▸ **Supplied passage**
********************

Kuruvakotapaty Chinna Linganna v. Alla Mallikarjuna Reddy
2011-03-29
R.KANTHA RAO
body2011
DigiLaw.ai
Judgment : S.A.No.368 of 2006 is filed against the decree and judgment dated 02.01.2006 passed in A.S.No.7 of 2004 by the V Additional District Judge, (Fast Tract Court), Kurnool at Nandyal whereby and whereunder the learned V Additional District Judge reversed the decree and judgment dated 26.12.2003 passed by the Principal Junior Civil Judge, Nandyal in O.S.No.154 of 1998. 2. S.A.No.369 of 2006 is filed against the decree and judgment dated 02.01.2006 passed in A.S.No.6 of 2004 by the V Additional District Judge, (Fast Tract Court), Kurnool at Nandyal whereby and whereunder the learned V Additional District Judge reversed the decree and judgment dated 26.12.2003 passed by the Principal Junior Civil Judge, Nandyal in O.S.No.136 of 1998. 3. These two appeals are between the same parties. The subject matter of dispute being the same and the substantial questions of law that arise for consideration in these second appeals being the same, both these appeals are disposed of by the following common judgment. 4. I have heard Sri K.Rathangapani Reddy, learned counsel appearing for the appellants in both the appeals and Sri G.Ramachandra Reddy, learned counsel appearing for the respondents in both the appeals. 5. O.S.No.136 of 1998 is filed for the relief of permanent injunction in respect of the land of an extent of Ac.1.52 cents in Survey No.195 of Peda Davalam Village, Bandi Atmakur Mandal, locally known as Vegula chenu, hereinafter will be referred to as ‘the schedule mentioned land’, against the defendants 1, 2 and 4 and subsequently, he filed O.S.No.154 of 1998 seeking the relief of specific performance of agreement to sell dated 30.07.1985 against the defendants 1 to 4. 6. The learned trial Court tried both the suits jointly, recorded evidence in O.S.No.136 of 1998 and delivered common judgment referring the parties as plaintiff and defendants, as arrayed in O.S.No.154 of 1998. For the sake of convenience, I would like to refer the parties in the same fashion. 7. The brief facts relevant for considering the substantial questions of law involved in these second appeals are stated as follows: 8. The plaintiff purchased the schedule mentioned land under an agreement to sell dated 30.07.1985 from the defendants 1 and 2, who executed the agreement to sell in his favour by receiving the entire sale consideration on the same day. The plaintiff was put in possession of the schedule mentioned land under Ex.A.1-agreement to sell dated 30.07.1985.

********************

▸ **Provided records**
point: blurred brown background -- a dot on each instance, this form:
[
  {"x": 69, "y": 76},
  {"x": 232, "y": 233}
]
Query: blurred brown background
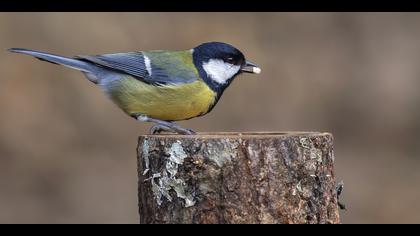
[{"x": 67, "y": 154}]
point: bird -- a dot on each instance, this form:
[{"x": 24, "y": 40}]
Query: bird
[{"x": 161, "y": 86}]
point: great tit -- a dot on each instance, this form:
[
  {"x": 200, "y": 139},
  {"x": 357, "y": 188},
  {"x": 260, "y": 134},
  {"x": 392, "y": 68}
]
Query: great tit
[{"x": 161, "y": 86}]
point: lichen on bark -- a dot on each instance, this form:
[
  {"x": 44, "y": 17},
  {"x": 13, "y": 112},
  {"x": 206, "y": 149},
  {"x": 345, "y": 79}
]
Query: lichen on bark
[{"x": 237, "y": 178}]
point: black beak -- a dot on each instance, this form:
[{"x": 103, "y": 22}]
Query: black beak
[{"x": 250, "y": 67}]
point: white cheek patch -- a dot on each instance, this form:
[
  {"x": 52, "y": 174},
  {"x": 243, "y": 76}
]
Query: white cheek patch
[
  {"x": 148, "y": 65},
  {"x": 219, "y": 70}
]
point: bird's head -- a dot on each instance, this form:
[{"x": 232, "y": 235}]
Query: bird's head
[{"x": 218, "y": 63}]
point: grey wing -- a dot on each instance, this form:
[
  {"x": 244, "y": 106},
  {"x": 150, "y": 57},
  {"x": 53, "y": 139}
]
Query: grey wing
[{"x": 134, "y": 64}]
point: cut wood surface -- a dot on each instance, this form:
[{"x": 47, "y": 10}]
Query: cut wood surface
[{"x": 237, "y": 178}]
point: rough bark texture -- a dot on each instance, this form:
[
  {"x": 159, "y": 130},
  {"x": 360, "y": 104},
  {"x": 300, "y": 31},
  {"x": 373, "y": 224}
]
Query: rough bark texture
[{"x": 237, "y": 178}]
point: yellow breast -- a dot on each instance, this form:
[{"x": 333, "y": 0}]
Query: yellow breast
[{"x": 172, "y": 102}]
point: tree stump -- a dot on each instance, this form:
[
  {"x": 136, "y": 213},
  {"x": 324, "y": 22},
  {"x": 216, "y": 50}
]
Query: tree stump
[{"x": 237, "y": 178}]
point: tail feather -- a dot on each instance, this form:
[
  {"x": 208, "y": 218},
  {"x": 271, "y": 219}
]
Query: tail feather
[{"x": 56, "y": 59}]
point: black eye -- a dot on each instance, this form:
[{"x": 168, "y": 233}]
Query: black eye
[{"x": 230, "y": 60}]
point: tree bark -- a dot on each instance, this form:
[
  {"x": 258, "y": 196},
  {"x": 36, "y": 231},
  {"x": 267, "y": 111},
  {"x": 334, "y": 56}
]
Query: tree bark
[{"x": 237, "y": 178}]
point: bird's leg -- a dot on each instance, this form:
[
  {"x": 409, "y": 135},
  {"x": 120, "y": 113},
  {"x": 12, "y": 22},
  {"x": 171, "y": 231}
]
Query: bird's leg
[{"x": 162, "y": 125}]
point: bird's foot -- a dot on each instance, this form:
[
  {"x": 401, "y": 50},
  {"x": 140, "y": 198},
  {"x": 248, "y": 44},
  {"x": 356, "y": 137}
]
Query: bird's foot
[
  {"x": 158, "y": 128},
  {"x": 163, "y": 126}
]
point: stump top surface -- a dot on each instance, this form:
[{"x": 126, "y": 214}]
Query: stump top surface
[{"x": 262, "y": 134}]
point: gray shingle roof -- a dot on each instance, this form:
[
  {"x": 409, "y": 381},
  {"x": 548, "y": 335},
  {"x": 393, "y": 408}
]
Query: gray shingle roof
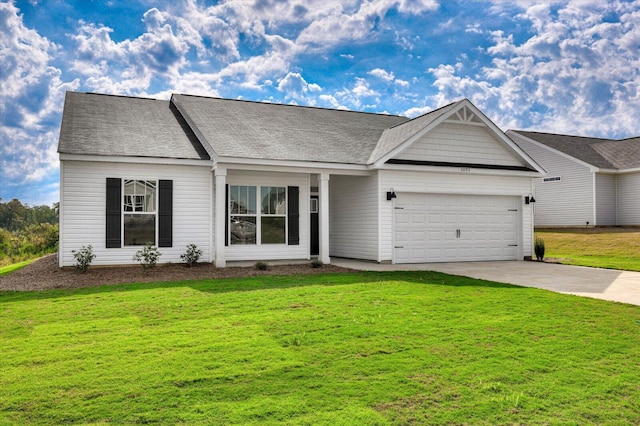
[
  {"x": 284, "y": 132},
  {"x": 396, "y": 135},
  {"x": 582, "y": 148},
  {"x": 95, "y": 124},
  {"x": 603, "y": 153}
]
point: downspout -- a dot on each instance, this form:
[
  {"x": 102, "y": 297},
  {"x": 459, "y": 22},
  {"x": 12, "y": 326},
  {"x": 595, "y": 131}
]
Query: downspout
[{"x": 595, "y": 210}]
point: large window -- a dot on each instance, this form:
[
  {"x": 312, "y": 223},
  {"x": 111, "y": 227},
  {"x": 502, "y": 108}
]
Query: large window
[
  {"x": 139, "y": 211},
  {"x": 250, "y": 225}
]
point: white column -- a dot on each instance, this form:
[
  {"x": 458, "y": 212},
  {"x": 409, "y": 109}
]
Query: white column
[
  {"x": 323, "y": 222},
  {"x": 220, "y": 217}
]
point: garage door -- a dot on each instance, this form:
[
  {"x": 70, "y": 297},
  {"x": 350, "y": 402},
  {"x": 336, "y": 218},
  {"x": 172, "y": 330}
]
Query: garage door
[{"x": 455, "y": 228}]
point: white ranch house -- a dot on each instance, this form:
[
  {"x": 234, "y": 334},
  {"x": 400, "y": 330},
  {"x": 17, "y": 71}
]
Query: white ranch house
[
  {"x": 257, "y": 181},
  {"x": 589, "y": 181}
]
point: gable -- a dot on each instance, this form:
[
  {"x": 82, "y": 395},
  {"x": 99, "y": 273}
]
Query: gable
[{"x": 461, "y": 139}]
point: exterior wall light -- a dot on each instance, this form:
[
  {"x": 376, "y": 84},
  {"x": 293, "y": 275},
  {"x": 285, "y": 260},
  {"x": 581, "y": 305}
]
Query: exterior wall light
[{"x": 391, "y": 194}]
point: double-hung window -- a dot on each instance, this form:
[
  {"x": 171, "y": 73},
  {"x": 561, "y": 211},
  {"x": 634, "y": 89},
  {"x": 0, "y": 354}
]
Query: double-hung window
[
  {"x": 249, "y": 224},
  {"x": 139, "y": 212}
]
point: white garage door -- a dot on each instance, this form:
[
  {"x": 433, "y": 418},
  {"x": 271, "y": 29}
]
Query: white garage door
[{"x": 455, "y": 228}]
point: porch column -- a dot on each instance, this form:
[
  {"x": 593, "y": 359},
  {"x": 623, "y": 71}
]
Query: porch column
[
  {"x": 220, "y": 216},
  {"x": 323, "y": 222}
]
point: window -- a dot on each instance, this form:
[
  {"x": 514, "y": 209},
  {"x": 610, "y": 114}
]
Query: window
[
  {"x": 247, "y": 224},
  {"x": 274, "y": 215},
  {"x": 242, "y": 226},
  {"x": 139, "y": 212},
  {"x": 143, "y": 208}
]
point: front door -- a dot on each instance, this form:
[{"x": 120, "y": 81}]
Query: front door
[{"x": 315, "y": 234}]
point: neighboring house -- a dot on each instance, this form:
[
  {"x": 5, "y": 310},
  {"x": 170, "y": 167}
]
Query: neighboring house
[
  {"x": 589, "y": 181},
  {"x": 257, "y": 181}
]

********************

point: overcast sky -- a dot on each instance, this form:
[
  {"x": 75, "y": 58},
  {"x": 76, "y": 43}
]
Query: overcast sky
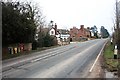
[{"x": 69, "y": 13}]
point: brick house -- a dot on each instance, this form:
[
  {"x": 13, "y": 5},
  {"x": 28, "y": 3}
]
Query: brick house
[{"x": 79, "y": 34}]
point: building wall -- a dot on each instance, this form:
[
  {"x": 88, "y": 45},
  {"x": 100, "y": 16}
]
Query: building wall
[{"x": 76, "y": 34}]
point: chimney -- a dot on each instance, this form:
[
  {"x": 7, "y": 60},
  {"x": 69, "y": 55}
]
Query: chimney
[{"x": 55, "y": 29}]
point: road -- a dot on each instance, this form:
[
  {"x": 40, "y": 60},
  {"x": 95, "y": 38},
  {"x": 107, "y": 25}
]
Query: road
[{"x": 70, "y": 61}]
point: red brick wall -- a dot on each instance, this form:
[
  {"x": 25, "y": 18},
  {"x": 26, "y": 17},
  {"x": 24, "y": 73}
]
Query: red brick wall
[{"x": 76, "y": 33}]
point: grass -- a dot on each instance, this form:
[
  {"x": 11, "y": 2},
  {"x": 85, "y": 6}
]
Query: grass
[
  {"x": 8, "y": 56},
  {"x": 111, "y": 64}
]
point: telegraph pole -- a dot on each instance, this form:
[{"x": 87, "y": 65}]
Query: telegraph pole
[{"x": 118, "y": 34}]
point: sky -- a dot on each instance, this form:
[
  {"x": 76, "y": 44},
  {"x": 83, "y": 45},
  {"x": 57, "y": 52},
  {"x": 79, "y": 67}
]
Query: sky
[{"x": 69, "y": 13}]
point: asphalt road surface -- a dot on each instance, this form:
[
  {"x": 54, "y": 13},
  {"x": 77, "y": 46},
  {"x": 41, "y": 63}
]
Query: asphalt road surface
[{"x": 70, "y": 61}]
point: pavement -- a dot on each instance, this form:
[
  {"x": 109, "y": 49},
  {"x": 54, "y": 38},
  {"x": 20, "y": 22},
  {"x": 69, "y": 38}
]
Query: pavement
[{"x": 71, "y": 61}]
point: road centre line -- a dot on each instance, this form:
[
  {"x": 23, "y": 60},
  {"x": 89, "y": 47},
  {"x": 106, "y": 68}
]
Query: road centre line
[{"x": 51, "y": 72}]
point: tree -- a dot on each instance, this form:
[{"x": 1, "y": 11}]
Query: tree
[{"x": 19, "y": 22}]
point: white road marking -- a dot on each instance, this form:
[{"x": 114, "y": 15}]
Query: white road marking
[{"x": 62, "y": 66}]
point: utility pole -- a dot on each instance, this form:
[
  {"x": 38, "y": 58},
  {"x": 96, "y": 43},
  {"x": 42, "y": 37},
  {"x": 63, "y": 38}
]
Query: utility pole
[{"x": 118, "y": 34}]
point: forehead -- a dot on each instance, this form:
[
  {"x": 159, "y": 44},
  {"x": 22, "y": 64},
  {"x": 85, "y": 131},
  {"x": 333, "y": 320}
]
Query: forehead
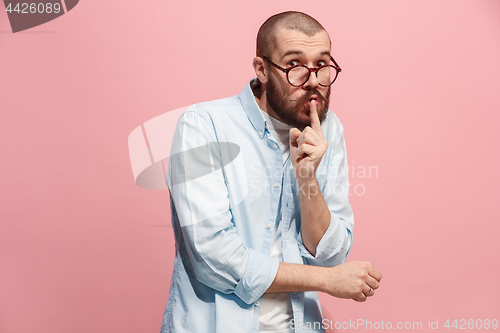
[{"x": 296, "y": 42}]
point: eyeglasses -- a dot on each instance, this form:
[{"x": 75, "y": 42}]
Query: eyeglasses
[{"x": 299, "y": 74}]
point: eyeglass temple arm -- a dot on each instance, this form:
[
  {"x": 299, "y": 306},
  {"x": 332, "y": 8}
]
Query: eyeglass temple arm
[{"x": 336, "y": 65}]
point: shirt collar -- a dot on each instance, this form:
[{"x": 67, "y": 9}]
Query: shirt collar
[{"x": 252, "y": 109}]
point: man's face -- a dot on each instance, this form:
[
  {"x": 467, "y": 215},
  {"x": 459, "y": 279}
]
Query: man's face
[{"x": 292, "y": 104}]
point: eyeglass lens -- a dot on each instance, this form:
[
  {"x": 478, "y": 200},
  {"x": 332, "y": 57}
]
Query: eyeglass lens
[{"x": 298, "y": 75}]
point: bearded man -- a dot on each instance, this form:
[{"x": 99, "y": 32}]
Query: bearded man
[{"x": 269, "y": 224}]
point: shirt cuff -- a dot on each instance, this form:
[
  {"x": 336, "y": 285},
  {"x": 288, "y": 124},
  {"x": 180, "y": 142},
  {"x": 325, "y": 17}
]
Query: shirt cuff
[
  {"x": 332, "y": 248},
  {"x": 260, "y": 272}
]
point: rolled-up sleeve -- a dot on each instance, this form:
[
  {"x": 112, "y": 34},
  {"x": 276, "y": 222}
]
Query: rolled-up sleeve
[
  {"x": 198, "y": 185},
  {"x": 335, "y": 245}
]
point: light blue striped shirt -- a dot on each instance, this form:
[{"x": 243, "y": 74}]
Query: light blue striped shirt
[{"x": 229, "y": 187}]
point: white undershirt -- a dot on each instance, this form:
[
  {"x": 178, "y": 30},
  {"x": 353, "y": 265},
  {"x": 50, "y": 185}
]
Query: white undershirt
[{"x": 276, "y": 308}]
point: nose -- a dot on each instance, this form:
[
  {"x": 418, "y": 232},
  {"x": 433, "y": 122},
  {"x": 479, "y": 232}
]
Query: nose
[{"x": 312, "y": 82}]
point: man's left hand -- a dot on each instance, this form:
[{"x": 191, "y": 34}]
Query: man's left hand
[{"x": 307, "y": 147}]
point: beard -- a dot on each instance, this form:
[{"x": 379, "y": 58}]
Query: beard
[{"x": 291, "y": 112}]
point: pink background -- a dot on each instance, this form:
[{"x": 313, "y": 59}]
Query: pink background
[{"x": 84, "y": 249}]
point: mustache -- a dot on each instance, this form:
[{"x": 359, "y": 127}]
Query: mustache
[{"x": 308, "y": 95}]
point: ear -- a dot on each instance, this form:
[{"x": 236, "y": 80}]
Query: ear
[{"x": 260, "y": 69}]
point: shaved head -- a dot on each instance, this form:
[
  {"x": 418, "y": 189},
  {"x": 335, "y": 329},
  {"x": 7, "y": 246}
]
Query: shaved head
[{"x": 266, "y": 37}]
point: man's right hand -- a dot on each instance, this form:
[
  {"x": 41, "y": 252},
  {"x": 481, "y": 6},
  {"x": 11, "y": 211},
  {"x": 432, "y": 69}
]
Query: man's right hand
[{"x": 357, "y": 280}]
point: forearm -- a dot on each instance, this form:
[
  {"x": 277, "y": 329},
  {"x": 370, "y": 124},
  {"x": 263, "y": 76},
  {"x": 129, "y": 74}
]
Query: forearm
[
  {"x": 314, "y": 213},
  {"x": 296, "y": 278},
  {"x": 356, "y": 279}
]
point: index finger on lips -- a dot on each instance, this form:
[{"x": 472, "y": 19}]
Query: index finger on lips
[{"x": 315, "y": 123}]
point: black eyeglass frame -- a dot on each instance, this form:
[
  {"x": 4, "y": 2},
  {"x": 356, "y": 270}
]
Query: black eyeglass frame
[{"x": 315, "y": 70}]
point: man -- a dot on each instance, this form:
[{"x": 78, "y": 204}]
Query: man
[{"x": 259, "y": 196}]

********************

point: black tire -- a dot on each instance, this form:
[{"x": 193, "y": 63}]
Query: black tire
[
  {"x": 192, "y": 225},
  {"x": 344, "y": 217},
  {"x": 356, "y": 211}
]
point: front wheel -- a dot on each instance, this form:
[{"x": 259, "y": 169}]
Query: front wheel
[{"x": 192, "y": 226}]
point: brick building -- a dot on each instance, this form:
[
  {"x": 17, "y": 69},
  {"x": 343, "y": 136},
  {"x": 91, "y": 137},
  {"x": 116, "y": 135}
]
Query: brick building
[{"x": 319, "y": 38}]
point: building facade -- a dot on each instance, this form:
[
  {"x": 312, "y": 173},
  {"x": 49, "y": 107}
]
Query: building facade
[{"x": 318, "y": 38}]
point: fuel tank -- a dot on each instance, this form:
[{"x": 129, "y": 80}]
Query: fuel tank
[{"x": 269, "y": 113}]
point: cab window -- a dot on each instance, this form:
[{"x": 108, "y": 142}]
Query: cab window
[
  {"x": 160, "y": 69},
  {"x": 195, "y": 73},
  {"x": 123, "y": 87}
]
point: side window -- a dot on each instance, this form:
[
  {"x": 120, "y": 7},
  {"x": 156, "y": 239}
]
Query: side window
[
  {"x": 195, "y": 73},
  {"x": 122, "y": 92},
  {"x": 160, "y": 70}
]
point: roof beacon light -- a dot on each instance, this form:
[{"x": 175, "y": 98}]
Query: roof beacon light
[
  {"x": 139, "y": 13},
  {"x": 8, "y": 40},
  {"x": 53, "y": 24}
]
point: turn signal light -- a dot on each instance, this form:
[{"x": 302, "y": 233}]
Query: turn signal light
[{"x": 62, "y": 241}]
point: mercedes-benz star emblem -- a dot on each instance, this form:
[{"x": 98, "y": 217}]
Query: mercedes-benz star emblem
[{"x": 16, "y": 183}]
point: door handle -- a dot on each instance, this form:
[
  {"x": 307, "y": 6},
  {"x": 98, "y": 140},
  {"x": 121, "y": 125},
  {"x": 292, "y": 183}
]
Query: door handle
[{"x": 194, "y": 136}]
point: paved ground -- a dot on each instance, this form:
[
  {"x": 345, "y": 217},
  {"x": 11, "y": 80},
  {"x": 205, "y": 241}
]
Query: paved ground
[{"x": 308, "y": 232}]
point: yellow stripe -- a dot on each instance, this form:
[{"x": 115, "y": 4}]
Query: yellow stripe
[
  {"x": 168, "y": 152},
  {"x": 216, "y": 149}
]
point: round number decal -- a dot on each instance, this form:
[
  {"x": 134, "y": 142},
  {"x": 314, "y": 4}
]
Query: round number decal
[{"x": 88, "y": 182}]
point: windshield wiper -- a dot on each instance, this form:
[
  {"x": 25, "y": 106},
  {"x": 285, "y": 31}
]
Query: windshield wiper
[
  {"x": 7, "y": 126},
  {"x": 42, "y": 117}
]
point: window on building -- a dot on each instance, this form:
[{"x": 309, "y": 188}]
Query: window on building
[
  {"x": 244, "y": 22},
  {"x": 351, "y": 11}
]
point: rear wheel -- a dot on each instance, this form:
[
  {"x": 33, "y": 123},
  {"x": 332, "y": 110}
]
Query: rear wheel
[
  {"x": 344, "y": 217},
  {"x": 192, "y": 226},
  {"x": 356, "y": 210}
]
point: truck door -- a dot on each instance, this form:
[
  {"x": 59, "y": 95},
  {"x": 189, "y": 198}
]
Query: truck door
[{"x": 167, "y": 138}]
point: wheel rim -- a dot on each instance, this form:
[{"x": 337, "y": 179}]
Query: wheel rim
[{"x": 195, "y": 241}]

********************

▸ **Task brief**
In the court judgment, how much land in Survey No.195 is in dispute? The records have no connection to the court judgment.

▸ **Response to the exercise**
Ac.1.52 cents.